======== Page ========
Fig. 2 (a) Synthesis and (b) MCL of dipyrenylbithiophene 1.

For that purpose, N,N′-dimethylquinacridone (DMQA, Fig. 3a) was selected as the dye to be mixed with 1, since the red dye DMQA exhibits an absorption band around 500 nm in the solid state, which is in the same region as the maximum emission wavelength of B-G (Fig. S3†). A 1 : 1 molar mixture of 1 and DMQA on a glass plate was molten on a hot plate at 150 °C and then cooled to room temperature. The mixed dye BD-M (bithiophene/DMQA-molten) exhibited a green emission with two emission maxima at 531 nm (stronger) and 576 nm (weaker) (Fig. 3b and c), which are different from the solid-state emission maxima of 1 [λ_em = 488 nm (crystalline) and 500–501 nm (amorphous); Fig. 2] and DMQA (λ_em = 648 nm; Fig. 3a). When BD-M was scratched and ground with a spatula, a bathochromically shifted orange emission (λ_em = 605 nm) was observed from the resulting BD-G (bithiophene/DMQA-ground) state. Upon heating to 150 °C, BD-G was retro-converted into the green-emissive BD-M, i.e., this two-component dye exhibits MCL. The transformation between BD-M and BD-G is fully reversible and could be repeated more than five times (Fig. S4a†). Differential scanning calorimetry (DSC) measurements of BD-M and BD-G revealed a difference in thermal behavior (Fig. 3d). In the DSC thermogram of BD-M, a glass-transition temperature (T_g) was observed at 33 °C. For BD-G, on the other hand, an exothermic cold-crystallization transition temperature (T_c) was observed at 104 °C, followed by an endothermic peak that corresponds to the melting point (T_m) at 124 °C.
========
In the passage on the mechanochromic dye mixture, what glass-transition temperature does the DSC thermogram show for BD-M? The lines after this passage come from a separate source.
======== Stored records ========
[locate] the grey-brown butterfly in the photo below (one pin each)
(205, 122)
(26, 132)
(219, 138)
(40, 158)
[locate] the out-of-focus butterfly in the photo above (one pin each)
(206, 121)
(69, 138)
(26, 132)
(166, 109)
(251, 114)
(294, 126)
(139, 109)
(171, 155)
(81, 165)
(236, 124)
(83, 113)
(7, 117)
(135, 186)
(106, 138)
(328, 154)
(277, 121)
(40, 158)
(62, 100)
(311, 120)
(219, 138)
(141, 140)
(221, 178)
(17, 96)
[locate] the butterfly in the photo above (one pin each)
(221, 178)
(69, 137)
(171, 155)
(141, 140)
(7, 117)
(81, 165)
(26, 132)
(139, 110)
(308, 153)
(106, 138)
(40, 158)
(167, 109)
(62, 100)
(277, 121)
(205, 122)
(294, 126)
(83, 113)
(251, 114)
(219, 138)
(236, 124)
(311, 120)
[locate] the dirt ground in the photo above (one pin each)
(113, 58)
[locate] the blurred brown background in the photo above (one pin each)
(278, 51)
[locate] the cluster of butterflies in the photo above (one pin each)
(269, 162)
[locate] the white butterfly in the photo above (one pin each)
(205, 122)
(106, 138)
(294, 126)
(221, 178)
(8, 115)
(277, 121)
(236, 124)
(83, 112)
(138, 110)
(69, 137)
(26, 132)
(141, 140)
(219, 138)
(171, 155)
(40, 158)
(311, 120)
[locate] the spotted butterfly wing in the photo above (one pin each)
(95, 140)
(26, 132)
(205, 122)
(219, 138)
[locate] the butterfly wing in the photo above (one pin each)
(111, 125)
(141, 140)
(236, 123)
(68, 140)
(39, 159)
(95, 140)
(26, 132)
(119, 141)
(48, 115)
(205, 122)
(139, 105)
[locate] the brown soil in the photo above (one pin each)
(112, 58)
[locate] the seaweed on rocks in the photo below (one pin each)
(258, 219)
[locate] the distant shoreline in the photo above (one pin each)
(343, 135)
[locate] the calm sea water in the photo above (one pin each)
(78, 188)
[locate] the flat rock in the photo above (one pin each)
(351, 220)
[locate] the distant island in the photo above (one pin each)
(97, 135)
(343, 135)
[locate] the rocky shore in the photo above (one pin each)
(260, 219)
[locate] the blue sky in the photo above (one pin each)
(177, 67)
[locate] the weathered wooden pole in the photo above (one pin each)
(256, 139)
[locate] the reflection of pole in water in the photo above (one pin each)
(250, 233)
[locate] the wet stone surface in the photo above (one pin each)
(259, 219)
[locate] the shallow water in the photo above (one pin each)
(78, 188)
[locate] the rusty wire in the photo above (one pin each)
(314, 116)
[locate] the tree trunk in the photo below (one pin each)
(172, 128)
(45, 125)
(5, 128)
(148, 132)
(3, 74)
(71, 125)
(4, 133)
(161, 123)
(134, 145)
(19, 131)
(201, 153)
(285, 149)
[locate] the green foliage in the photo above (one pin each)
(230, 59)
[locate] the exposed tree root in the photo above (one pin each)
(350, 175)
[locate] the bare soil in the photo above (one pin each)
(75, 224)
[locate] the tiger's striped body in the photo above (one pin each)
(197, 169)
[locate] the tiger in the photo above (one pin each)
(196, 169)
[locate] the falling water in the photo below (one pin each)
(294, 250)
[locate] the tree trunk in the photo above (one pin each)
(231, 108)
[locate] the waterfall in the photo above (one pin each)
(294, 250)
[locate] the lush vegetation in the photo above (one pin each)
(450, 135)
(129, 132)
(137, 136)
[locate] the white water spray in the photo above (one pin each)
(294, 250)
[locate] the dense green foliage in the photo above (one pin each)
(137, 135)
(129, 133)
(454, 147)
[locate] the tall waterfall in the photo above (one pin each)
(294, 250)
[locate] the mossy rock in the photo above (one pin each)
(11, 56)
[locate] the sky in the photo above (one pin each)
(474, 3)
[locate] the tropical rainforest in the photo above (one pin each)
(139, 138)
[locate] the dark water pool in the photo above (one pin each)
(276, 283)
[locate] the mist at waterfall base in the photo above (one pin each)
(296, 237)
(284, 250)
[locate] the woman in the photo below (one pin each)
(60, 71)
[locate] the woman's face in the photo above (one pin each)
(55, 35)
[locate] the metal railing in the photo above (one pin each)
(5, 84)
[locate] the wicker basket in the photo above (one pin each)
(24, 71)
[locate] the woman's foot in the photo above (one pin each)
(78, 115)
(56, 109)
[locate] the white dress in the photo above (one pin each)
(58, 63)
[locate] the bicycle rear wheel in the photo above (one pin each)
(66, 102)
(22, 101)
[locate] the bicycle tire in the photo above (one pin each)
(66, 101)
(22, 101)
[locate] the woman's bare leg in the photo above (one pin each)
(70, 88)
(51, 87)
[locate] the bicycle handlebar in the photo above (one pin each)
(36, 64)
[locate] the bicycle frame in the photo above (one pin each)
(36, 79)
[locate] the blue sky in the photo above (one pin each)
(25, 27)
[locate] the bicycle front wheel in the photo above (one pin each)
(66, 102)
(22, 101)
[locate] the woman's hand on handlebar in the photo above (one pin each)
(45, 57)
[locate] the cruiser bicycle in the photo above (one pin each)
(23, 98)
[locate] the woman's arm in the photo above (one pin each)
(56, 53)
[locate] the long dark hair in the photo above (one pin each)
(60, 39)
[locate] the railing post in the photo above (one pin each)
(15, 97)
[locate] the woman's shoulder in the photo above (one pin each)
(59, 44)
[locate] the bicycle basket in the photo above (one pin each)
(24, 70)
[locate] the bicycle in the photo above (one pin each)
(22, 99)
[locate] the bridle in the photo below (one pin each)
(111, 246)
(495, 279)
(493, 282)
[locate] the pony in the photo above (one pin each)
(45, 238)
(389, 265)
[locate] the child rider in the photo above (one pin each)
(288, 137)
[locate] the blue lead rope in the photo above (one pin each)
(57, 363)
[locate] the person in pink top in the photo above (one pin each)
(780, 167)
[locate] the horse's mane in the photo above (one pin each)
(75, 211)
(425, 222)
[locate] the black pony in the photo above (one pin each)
========
(Answer for this exercise)
33 °C